__WHAT YOU NEED TO DO__
Reproduce every line of the records below, requests included, and increase each x and y coordinate in the answers by 87. Omit the pictures from your reproduction.

__INFORMATION GIVEN__
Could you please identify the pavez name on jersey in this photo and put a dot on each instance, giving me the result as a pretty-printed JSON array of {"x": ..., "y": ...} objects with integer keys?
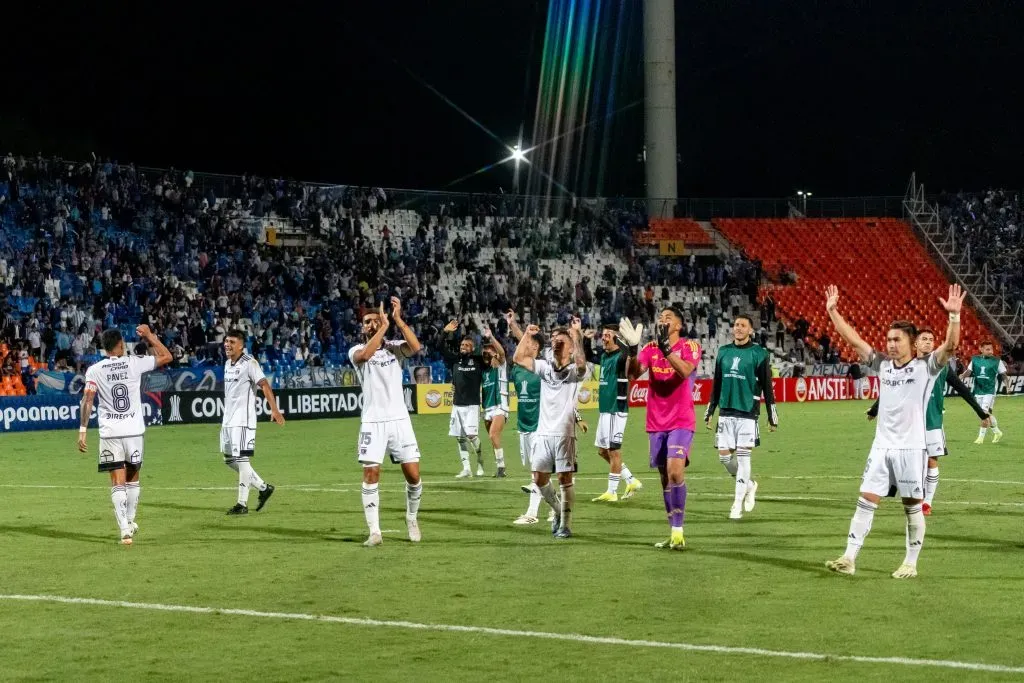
[
  {"x": 467, "y": 373},
  {"x": 986, "y": 371},
  {"x": 241, "y": 380},
  {"x": 118, "y": 381},
  {"x": 527, "y": 389},
  {"x": 741, "y": 375}
]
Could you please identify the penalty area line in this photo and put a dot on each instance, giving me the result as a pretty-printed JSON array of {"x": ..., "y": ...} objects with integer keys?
[{"x": 541, "y": 635}]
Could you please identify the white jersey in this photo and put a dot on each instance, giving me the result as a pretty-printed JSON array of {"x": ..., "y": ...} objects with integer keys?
[
  {"x": 558, "y": 397},
  {"x": 383, "y": 395},
  {"x": 118, "y": 383},
  {"x": 240, "y": 391},
  {"x": 903, "y": 394}
]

__EXERCISE SOLUTION__
Could you please identify the pavez name on jersey in this photo and put a dot on each instance, giving me the result as a pretty-printed JSON array of {"x": ..., "y": ...} objects with integer keys?
[
  {"x": 554, "y": 460},
  {"x": 1073, "y": 458},
  {"x": 328, "y": 467},
  {"x": 205, "y": 468},
  {"x": 614, "y": 476},
  {"x": 828, "y": 462}
]
Could you please identify the penalty area line in this photo and put a dot on each instance, giving me the result as a pretty-printed JSON array of {"x": ..., "y": ...} objects with integer keys?
[{"x": 628, "y": 722}]
Could you please identify the white jersey in this photo and put a dot on each instance, giving me the result as a pretty-printed JSON array of {"x": ..., "y": ...} objects with integer keys?
[
  {"x": 645, "y": 484},
  {"x": 470, "y": 482},
  {"x": 205, "y": 470},
  {"x": 327, "y": 478},
  {"x": 990, "y": 481}
]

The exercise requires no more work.